§ **Work to do**: Arrange the records below as a Markdown table with the columns Row and Line, giving each line its own numbered row and leaving out blank lines. Omit the pictures from the table.

§ **Records**:
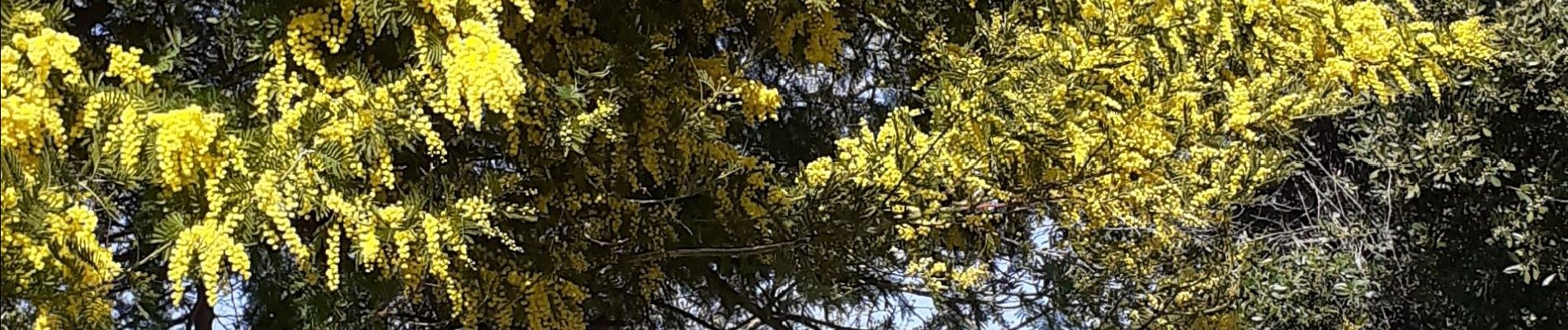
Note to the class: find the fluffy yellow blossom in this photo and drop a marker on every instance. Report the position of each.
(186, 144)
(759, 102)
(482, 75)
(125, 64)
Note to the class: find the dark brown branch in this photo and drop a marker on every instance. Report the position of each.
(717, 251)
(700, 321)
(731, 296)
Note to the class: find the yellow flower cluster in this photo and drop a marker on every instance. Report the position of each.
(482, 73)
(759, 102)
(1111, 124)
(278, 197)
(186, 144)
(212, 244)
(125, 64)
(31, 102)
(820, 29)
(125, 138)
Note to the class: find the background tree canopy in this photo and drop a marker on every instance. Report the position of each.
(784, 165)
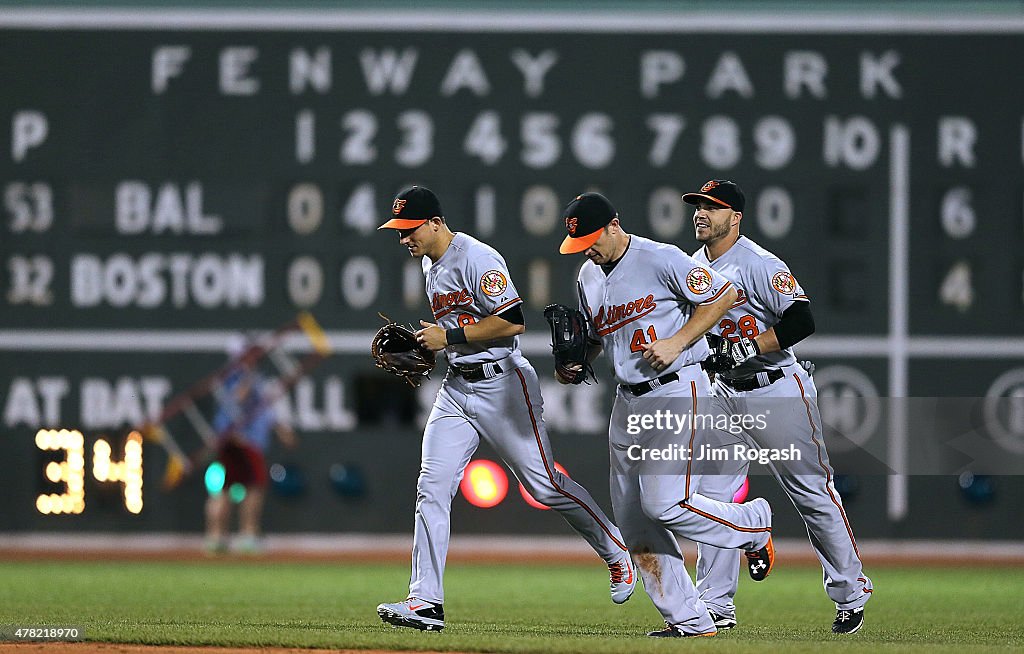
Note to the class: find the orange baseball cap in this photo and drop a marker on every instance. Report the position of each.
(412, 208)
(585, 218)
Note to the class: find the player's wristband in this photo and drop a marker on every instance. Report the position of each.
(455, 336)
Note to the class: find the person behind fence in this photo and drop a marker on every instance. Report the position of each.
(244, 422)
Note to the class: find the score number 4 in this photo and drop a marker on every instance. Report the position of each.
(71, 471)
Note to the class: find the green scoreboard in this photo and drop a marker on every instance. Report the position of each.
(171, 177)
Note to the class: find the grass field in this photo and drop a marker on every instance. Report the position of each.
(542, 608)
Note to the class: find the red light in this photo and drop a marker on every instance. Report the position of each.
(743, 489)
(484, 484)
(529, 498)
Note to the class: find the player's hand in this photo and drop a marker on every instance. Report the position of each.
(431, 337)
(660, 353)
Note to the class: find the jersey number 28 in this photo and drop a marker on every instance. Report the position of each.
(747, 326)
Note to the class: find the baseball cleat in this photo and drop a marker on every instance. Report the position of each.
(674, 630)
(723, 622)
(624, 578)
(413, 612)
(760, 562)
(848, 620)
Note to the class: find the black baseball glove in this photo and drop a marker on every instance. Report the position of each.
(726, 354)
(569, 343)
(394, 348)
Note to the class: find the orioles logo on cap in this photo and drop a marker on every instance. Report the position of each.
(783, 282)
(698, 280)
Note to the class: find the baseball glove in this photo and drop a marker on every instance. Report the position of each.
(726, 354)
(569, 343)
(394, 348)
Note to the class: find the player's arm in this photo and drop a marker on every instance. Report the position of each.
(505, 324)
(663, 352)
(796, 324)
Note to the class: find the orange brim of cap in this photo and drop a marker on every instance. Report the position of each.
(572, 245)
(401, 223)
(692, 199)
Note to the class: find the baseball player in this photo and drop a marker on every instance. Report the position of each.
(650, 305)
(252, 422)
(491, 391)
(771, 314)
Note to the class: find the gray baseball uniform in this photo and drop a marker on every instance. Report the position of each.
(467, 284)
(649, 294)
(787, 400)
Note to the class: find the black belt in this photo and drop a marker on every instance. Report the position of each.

§ **Exercise output**:
| Row | Line |
|---|---|
| 1 | Note to the class: find the fluffy yellow blossom in this photo and drop a marker on every instance. Report the position of each. |
| 2 | (186, 144) |
| 3 | (759, 102) |
| 4 | (482, 75) |
| 5 | (125, 64) |
| 6 | Note to the class: find the dark brown branch in this photo and drop a marker on every instance. Report the position of each. |
| 7 | (717, 251) |
| 8 | (700, 321) |
| 9 | (731, 296) |
| 10 | Note to the class: find the yellow flower cluster in this photo and drop a marker on every instance. Report the position of each. |
| 11 | (482, 73) |
| 12 | (759, 102) |
| 13 | (1111, 124) |
| 14 | (278, 197) |
| 15 | (186, 144) |
| 16 | (212, 244) |
| 17 | (125, 64) |
| 18 | (31, 102) |
| 19 | (820, 29) |
| 20 | (125, 138) |
| 21 | Note to the class: find the background tree canopy in this photo and drop a marker on every instance. Report the position of each. |
| 22 | (784, 165) |
| 23 | Note to the class: find the orange baseball cap in this photo and drop a marker on every instance. Report the position of each. |
| 24 | (412, 208) |
| 25 | (585, 218) |
| 26 | Note to the class: find the player's wristband in this photo and drop a marker on every instance. Report the position of each. |
| 27 | (455, 336) |
| 28 | Note to the class: find the person behind fence in this photo and drop a marker on every instance. Report the position of each. |
| 29 | (244, 422) |
| 30 | Note to the class: find the score number 4 in this photo and drop a marker on every instance. Report the position of each. |
| 31 | (71, 471) |
| 32 | Note to the class: find the green scoreboard in this photo and drop a marker on every instance. Report the position of each. |
| 33 | (171, 177) |
| 34 | Note to the class: find the grass field in this photo and drop a marker on every instance. Report the position of each. |
| 35 | (542, 608) |
| 36 | Note to the class: find the red light in this photo and drop a marker on every instance. Report the position of each. |
| 37 | (743, 489) |
| 38 | (484, 484) |
| 39 | (529, 498) |
| 40 | Note to the class: find the player's hand in this photo and drop a marker on every instance. Report the position of each. |
| 41 | (431, 337) |
| 42 | (660, 353) |
| 43 | Note to the class: find the jersey number 28 in this photo and drop a marker on every instance. Report the position of each. |
| 44 | (747, 326) |
| 45 | Note to the class: find the baseball cleat in this photo and drop a marker on every instance. Report the position of each. |
| 46 | (674, 630) |
| 47 | (723, 622) |
| 48 | (624, 578) |
| 49 | (413, 612) |
| 50 | (760, 562) |
| 51 | (848, 620) |
| 52 | Note to the class: find the black baseball glove in this photo and drop a marker on every instance. Report the position of each. |
| 53 | (726, 354) |
| 54 | (569, 343) |
| 55 | (394, 348) |
| 56 | Note to the class: find the orioles logo on cap in this photo and drop a marker on every instance. Report the position of each. |
| 57 | (783, 282) |
| 58 | (698, 280) |
| 59 | Note to the class: find the baseball glove in this photo and drop a marker on every instance. Report the position of each. |
| 60 | (726, 354) |
| 61 | (569, 343) |
| 62 | (394, 348) |
| 63 | Note to the class: find the player's arm in this photo and drop a marker on every instance. Report the position of each. |
| 64 | (505, 324) |
| 65 | (663, 352) |
| 66 | (796, 324) |
| 67 | Note to the class: find the orange brim of cap in this photo and drop a marker on every instance. Report the position of each. |
| 68 | (572, 245) |
| 69 | (401, 223) |
| 70 | (692, 199) |
| 71 | Note to the class: find the baseball player in this photo and drop a marker on every instance. Report the position of each. |
| 72 | (650, 305) |
| 73 | (252, 422) |
| 74 | (491, 391) |
| 75 | (771, 314) |
| 76 | Note to the class: find the gray baseball uniform in this photo and drop a marker on every instance. Report the position of each. |
| 77 | (467, 284) |
| 78 | (649, 294) |
| 79 | (787, 400) |
| 80 | Note to the class: find the black belt in this photo and drop a marker on every instance. Report the position of each. |